_Data provided:_
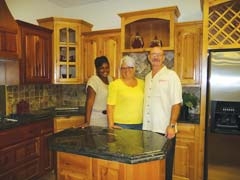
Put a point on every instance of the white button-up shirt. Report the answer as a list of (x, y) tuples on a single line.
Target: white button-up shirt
[(161, 92)]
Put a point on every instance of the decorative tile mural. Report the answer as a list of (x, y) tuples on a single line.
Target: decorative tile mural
[(44, 96)]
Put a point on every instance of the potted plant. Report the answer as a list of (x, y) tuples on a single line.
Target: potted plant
[(190, 101)]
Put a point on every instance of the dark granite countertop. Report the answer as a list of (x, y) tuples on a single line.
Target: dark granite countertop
[(24, 119), (122, 145)]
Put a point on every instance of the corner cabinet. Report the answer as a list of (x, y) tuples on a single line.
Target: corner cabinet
[(186, 152), (148, 25), (8, 34), (67, 62), (188, 49), (35, 53), (101, 43)]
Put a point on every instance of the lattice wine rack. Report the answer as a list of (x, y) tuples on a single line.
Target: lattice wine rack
[(224, 25)]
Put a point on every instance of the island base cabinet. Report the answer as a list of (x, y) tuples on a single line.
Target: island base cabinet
[(73, 167), (77, 167)]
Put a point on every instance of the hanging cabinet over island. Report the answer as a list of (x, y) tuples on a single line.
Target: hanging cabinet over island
[(148, 24)]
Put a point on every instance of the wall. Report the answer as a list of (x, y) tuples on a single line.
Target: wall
[(104, 14), (44, 96)]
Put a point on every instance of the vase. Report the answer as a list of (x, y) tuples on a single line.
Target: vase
[(138, 41), (184, 113)]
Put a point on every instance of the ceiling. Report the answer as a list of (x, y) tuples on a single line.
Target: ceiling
[(72, 3)]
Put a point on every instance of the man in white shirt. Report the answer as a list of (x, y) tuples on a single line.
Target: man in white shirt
[(162, 102)]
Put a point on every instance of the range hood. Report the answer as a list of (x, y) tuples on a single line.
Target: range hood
[(8, 34)]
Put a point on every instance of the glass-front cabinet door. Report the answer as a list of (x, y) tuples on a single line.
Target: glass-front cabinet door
[(68, 56)]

_Objective:_ Can you arrange every line of the listing above as a Markdown table with the columns "Row" and "Line," numbering each row, skipping blank lines, and leaving out the pictures?

_Output of the task:_
| Row | Line |
|---|---|
| 1 | Put a point on every instance of the white button-up shirt. Report the answer as a list of (x, y) tuples on a single line. |
| 2 | Target: white button-up shirt |
| 3 | [(161, 92)] |
| 4 | Put a point on every instance of the decorative tile mural. Report the answer as a list of (x, y) tuples on a single line. |
| 5 | Target: decorative tile mural |
| 6 | [(44, 96)] |
| 7 | Put a point on every instance of the potted plant. Report the answer as a list of (x, y) tuples on a single line. |
| 8 | Target: potted plant |
| 9 | [(190, 101)] |
| 10 | Put a point on every instance of the dark granite countertop. Report the answer as a list of (x, y) tuples on a single line. |
| 11 | Target: dark granite countertop |
| 12 | [(24, 119), (122, 145)] |
| 13 | Put a point on every instance of the corner cabinet. Report the answer as a list of (x, y) tuples on a single line. |
| 14 | Target: corner cabinet |
| 15 | [(186, 152), (148, 25), (8, 34), (67, 62), (188, 49), (35, 53), (101, 43)] |
| 16 | Put a point on every instance of the lattice wine rack. Report the answer as a list of (x, y) tuples on a single line. |
| 17 | Target: lattice wine rack |
| 18 | [(224, 25)] |
| 19 | Put a point on every instance of the island base cabinet. Report the answer as a list of (x, y) tuples on a single line. |
| 20 | Target: island base cabinet |
| 21 | [(73, 167), (77, 167)] |
| 22 | Put a point on every instance of the hanging cabinet over island. Report the answer as a list of (x, y) tuples on a single line. |
| 23 | Target: hanging cabinet over island |
| 24 | [(148, 24)] |
| 25 | Put a point on every instance of the wall. Report the answer as a list of (x, y) tuples on a single line. |
| 26 | Target: wall |
| 27 | [(104, 14), (44, 96)] |
| 28 | Put a point on every instance of the vase. Report the answer as a list of (x, y) tuples on a single line. |
| 29 | Target: vase |
| 30 | [(138, 41), (184, 113)] |
| 31 | Put a point on every instance of the ceiling. Report the answer as a list of (x, y) tuples on a single line. |
| 32 | Target: ceiling |
| 33 | [(72, 3)] |
| 34 | Put a point on every instance of the man in white shirt. Report the answer as a list of (x, y) tuples on a single line. |
| 35 | Target: man in white shirt |
| 36 | [(162, 102)] |
| 37 | Put a point on every instance of the range hood. Report the answer as a list of (x, y) tuples on a single line. |
| 38 | Target: range hood |
| 39 | [(8, 34)] |
| 40 | Put a point on every instance of the glass-front cabinet door. Report the answer as a list of (x, y) tuples on a single line. |
| 41 | Target: glass-front cabinet door |
| 42 | [(68, 56)] |